§ **The task**: Using the entries below, quote exactly the span of lines that begins with the line containing "Question. For every instance of the console" and ends with the final line.

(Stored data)
○ ○ ○ ○

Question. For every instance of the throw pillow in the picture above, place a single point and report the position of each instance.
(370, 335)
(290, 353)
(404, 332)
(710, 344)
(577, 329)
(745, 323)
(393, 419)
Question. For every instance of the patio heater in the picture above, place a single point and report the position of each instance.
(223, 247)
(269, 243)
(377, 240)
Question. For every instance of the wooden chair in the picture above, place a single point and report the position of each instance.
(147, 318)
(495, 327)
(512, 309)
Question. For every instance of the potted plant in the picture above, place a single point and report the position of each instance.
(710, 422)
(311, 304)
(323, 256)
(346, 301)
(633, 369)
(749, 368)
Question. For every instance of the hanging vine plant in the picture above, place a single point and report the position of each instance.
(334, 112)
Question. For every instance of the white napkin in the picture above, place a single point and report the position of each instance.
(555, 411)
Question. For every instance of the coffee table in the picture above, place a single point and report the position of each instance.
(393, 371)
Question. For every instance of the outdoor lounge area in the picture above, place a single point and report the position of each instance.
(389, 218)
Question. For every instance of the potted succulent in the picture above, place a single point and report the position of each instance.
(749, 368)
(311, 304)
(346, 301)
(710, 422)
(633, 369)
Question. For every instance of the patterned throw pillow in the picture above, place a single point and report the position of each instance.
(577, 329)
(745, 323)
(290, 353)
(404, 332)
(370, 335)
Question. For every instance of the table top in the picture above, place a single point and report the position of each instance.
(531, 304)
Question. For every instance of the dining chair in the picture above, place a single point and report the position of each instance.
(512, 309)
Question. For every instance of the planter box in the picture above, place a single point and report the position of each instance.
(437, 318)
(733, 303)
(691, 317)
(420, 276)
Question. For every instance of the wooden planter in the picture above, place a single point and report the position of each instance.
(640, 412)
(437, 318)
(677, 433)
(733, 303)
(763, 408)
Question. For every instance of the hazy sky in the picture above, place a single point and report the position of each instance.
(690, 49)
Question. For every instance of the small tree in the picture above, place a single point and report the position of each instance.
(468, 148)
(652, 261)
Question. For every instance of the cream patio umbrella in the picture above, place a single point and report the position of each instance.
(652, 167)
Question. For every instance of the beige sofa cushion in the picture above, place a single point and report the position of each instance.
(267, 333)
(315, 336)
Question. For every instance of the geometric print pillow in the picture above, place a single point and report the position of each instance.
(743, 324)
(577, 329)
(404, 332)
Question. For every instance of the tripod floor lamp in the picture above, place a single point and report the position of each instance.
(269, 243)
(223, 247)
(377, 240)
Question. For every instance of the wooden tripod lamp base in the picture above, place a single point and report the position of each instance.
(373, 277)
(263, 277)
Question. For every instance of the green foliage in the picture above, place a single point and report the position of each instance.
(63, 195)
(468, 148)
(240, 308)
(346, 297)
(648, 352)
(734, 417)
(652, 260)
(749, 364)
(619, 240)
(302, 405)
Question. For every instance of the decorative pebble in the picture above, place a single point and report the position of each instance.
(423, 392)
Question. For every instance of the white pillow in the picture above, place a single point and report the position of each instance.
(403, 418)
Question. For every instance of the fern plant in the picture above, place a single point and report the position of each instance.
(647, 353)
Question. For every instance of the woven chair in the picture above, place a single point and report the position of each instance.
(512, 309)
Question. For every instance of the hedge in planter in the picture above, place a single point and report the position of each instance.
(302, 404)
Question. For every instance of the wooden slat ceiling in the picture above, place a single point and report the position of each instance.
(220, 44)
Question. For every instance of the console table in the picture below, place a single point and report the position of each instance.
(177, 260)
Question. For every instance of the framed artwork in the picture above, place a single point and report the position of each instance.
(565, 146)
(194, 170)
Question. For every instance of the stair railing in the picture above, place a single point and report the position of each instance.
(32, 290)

○ ○ ○ ○

§ **Your response**:
Question. For every instance of the console table in the picture below, place a single point and report the position of each instance.
(177, 260)
Question. For every instance of the framed artwork in the picture above, place a single point and report the position of each instance.
(565, 146)
(194, 170)
Question. For every instance of the stair railing in the picture above, place a single point and report the position of each instance.
(32, 290)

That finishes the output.